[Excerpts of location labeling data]

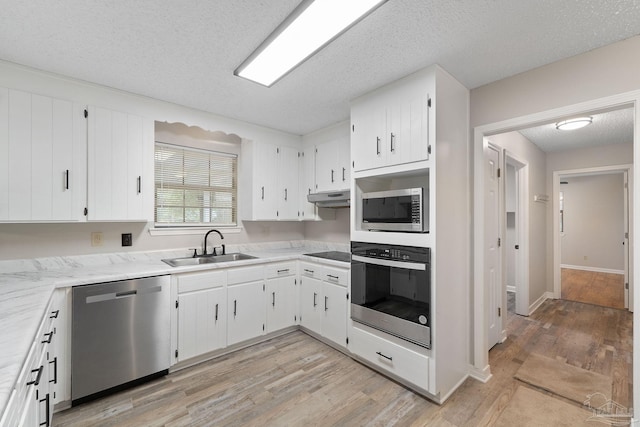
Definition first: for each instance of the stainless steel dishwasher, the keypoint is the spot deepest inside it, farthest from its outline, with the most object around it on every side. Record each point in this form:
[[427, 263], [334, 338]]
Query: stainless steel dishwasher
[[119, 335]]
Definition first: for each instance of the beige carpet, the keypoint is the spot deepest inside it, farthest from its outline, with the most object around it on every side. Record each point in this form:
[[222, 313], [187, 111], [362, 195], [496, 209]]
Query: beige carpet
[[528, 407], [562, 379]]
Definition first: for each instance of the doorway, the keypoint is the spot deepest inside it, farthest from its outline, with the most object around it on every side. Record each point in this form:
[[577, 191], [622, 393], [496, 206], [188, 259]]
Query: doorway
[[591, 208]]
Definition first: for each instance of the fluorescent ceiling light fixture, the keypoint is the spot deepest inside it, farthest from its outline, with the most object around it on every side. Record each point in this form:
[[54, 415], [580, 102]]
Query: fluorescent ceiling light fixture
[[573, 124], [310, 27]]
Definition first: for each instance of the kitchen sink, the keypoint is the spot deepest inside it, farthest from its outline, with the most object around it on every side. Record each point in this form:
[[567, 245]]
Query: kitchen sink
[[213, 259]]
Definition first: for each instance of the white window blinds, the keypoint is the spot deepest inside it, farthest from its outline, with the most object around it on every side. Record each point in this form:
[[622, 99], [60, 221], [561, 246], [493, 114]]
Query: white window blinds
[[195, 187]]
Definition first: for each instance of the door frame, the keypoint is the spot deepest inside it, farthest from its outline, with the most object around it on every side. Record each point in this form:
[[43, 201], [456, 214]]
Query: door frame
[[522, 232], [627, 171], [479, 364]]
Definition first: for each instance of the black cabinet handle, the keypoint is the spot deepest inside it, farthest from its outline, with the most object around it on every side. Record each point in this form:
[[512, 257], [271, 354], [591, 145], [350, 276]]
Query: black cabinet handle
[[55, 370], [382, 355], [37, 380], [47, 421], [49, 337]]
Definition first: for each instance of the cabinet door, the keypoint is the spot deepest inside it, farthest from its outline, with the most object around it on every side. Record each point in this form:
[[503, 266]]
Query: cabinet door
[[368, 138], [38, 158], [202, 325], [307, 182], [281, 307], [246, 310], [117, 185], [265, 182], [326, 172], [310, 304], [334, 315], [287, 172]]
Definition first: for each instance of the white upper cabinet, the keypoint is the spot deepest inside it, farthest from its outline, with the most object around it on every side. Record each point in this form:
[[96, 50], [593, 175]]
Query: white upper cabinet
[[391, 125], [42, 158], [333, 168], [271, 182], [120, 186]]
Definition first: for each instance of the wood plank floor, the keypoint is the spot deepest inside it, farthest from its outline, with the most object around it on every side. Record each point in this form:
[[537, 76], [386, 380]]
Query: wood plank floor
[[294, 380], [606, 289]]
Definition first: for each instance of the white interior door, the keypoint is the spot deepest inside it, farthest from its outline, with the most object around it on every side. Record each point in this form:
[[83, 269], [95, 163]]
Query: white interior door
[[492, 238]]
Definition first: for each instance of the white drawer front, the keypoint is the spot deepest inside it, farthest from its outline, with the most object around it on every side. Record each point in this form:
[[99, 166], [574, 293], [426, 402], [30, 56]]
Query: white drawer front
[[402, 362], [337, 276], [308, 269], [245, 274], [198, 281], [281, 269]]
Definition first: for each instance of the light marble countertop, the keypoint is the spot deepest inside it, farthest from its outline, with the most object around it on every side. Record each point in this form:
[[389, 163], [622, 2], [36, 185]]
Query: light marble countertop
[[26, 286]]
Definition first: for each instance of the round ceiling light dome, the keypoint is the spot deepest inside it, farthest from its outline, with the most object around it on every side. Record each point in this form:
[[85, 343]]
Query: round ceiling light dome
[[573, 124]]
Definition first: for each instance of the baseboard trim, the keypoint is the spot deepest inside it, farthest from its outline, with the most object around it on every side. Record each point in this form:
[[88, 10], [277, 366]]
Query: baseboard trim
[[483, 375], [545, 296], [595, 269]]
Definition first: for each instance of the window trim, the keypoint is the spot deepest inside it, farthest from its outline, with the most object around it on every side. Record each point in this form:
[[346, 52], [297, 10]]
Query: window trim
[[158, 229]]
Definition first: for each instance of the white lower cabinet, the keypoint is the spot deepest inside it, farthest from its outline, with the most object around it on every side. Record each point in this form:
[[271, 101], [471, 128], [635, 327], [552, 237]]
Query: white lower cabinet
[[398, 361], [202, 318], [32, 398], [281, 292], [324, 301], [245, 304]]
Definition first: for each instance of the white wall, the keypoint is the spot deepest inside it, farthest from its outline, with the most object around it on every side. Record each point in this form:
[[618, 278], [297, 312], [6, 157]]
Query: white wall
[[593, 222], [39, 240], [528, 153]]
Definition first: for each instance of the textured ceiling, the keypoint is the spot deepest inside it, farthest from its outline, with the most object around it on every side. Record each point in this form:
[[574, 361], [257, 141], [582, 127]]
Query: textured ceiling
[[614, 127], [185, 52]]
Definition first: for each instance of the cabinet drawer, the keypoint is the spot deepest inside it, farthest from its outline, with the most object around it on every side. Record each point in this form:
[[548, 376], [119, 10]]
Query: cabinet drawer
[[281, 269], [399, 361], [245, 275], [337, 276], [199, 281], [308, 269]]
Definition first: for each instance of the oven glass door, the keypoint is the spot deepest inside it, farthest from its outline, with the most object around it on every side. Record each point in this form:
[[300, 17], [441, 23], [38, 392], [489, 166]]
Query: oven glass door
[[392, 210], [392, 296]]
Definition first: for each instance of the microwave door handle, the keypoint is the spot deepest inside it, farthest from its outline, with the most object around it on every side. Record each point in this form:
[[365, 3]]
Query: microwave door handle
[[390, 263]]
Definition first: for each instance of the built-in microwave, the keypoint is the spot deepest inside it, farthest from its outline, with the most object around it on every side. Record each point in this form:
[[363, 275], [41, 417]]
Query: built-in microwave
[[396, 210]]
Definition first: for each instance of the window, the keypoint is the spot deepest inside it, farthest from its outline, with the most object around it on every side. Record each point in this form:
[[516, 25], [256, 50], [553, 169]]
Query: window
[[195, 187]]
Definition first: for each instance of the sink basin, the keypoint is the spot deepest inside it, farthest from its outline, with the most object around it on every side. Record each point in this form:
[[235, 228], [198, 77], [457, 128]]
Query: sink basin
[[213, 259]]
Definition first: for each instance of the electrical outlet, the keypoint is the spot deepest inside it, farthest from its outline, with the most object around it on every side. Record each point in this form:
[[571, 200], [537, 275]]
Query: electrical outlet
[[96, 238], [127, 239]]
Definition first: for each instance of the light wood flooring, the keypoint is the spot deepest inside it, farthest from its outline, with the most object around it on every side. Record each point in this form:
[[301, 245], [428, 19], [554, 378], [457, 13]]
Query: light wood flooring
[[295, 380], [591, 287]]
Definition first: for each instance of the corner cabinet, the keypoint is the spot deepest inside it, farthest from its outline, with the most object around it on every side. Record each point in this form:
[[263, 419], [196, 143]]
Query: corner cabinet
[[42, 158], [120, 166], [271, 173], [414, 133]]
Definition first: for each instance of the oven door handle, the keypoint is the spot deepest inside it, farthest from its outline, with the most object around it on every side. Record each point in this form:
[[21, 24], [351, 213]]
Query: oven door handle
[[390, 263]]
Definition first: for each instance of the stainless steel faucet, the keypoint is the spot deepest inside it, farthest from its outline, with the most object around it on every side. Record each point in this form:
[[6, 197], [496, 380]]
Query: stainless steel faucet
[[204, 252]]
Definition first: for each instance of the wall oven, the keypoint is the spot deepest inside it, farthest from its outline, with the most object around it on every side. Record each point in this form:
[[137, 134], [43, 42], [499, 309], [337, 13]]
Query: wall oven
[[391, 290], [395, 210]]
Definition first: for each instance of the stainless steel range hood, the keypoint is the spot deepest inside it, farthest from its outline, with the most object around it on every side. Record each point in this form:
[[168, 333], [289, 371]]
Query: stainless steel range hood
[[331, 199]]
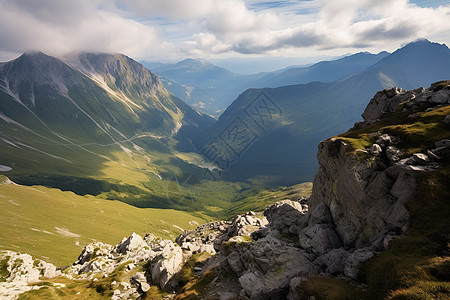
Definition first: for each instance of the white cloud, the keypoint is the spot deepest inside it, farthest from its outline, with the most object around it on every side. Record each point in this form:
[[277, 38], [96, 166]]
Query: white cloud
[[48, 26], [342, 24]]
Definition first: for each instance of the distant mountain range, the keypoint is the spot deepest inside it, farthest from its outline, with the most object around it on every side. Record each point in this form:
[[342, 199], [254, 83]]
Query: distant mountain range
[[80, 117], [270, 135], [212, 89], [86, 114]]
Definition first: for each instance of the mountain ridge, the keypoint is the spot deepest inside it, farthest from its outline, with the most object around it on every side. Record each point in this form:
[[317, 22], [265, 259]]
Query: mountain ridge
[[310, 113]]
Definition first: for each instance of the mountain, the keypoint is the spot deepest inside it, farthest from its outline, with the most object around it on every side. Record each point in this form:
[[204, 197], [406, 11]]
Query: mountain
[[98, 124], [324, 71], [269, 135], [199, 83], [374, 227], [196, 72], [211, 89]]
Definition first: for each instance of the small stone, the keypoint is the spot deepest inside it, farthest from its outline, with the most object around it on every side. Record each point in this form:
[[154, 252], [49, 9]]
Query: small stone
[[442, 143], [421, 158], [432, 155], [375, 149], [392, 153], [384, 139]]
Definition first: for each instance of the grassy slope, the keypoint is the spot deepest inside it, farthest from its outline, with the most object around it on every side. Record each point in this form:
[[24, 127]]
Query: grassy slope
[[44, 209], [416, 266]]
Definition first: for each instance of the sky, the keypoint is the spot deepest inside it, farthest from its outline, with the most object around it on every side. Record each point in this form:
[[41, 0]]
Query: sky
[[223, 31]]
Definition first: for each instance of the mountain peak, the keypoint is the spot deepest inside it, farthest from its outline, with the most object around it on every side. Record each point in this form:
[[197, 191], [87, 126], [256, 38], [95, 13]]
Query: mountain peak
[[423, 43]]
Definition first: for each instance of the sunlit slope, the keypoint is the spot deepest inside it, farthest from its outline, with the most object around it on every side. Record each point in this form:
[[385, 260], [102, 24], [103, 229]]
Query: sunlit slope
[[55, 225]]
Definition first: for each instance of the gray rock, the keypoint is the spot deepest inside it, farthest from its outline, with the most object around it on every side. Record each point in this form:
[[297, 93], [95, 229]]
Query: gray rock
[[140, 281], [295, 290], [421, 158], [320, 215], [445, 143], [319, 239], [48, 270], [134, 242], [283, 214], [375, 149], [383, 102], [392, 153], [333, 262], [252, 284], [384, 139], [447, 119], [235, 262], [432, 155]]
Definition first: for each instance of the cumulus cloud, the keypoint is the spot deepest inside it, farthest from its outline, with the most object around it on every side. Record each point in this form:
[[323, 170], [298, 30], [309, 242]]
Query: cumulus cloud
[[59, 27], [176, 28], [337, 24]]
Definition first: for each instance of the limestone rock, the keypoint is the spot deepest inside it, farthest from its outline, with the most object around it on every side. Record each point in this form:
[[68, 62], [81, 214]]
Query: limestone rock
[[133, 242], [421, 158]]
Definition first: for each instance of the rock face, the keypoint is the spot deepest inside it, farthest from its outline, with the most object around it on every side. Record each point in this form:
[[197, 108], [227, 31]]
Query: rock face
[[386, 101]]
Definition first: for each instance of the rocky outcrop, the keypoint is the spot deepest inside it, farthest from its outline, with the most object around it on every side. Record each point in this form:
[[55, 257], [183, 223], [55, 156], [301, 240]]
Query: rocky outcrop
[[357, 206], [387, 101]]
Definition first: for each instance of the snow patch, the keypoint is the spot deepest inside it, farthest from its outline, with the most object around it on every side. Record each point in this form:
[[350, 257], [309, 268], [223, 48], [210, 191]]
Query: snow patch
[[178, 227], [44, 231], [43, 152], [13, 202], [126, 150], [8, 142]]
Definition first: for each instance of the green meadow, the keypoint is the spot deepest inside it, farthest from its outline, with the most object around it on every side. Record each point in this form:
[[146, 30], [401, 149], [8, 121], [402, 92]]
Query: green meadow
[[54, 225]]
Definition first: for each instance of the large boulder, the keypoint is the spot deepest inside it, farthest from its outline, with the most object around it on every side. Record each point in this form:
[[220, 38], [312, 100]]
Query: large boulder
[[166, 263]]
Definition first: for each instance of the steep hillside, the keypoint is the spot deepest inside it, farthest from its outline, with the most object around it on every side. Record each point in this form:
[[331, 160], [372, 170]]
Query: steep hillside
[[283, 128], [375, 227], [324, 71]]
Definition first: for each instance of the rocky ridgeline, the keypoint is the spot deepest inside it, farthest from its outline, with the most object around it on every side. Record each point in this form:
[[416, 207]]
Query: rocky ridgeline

**THE EXERCISE:** Can you edit the part of the data above that opens with the line containing "Definition first: for each instance of the stainless steel range" and closes with the line containing "[[310, 113]]", swapping "keypoint" for "target point" and keeping everything else the same? Omit the picture lines from your answer.

**EXERCISE RESULT:**
Definition first: for each instance of the stainless steel range hood, the target point is the spot deepest inside it, farthest from its outline, with the most object around it on every side. Record each point in this form:
[[168, 333], [289, 371]]
Query: stainless steel range hood
[[331, 199]]
Definition first: for each instance of the white cloud, the target point is the spot deepest inside it, farthest from its outline, with the most object around it on every side. Record each point in this form:
[[277, 38], [96, 166]]
Query: white cloud
[[48, 26], [342, 24]]
Definition first: for each instance of the distant mountain range, the target point is the spot deepest inside it, farthest from its outline, with the most object around it on every side. Record each point in this form:
[[342, 199], [254, 83]]
Query: distant mountain range
[[80, 117], [270, 135], [212, 89], [86, 114]]
Definition first: for each instance of the mountain ridge, the target point is the spot deepest inside it, farthest from its outline, with the most object around it on every side. Record each point in this form:
[[317, 22], [265, 259]]
Query: mountain ridge
[[310, 113]]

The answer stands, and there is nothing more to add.